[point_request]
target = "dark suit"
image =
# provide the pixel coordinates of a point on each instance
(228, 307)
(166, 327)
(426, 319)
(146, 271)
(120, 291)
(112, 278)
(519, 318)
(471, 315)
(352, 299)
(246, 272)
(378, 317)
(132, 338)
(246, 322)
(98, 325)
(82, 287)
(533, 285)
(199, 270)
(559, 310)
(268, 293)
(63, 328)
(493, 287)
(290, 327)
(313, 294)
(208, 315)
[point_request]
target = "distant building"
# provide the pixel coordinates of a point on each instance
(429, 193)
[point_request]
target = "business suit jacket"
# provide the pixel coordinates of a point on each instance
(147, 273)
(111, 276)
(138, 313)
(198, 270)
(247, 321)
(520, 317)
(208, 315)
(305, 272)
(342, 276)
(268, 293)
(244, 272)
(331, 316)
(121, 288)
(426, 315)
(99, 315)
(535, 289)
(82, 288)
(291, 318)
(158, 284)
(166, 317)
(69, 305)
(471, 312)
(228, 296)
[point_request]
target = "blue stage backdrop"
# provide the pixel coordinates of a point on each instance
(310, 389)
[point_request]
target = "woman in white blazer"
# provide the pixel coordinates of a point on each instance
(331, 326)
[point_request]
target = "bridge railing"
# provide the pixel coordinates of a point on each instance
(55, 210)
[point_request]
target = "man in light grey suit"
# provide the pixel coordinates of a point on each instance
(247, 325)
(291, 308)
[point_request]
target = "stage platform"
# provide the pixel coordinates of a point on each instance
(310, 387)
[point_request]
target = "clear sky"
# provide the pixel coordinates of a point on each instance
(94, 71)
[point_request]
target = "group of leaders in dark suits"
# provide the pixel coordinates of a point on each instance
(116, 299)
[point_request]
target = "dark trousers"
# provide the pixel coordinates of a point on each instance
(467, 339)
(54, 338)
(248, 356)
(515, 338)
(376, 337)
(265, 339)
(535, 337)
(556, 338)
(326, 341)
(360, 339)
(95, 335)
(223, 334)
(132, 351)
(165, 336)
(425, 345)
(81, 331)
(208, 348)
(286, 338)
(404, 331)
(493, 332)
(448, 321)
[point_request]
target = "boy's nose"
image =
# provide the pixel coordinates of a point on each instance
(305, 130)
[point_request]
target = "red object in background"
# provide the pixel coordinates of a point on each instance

◇ ◇ ◇ ◇

» WORK ORDER
Reproduce the full set of entries above exactly, without dropping a line.

» YOUR RESPONSE
[point_request]
target = "dark suit"
image =
# provide the pixel coordinates of a point on each instance
(228, 307)
(166, 327)
(426, 319)
(146, 271)
(120, 291)
(112, 278)
(519, 318)
(471, 315)
(352, 299)
(246, 272)
(378, 317)
(132, 338)
(246, 322)
(98, 325)
(82, 287)
(533, 285)
(199, 270)
(559, 310)
(268, 293)
(63, 328)
(493, 287)
(290, 327)
(313, 294)
(208, 315)
[point_request]
target = "distant building"
# provide the pixel coordinates of a point on each instance
(429, 193)
[point_request]
target = "business suit jacket"
# provide the pixel coordinates of a point on each instance
(147, 273)
(111, 276)
(138, 313)
(198, 270)
(247, 321)
(520, 317)
(208, 315)
(305, 272)
(342, 276)
(268, 293)
(244, 272)
(331, 316)
(121, 288)
(426, 315)
(99, 315)
(535, 289)
(82, 288)
(291, 318)
(158, 284)
(166, 317)
(69, 305)
(471, 312)
(228, 296)
[point_request]
target = "blue stage backdrop"
# provide the pixel coordinates of a point on each instance
(310, 389)
[point_request]
target = "woman in white blazer"
# provide the pixel coordinates of a point on each instance
(331, 326)
[point_request]
target = "bridge railing"
# provide the pixel coordinates of a point on each instance
(55, 210)
[point_request]
target = "man in light grey suit"
# provide the pixel coordinates of a point on each instance
(247, 325)
(291, 308)
[point_request]
target = "stage platform"
# provide the pixel coordinates of a point on each instance
(310, 387)
[point_request]
target = "clear sky"
# provide the pixel coordinates of a point on each instance
(94, 71)
[point_request]
target = "group of leaders in dark suits"
# provide the pixel coordinates of a point on each instance
(116, 299)
[point_request]
target = "dark trousers"
# provide the pixel coordinates of a point on each instance
(467, 339)
(54, 338)
(248, 356)
(515, 338)
(376, 337)
(265, 339)
(535, 337)
(556, 338)
(326, 341)
(360, 339)
(95, 335)
(223, 334)
(132, 351)
(165, 336)
(425, 345)
(81, 331)
(208, 348)
(286, 338)
(404, 331)
(493, 332)
(448, 321)
[point_request]
target = "boy's nose"
image =
# provide the pixel coordinates of a point on each instance
(305, 130)
[point_request]
target = "red object in background"
# provide the pixel coordinates of a point on each instance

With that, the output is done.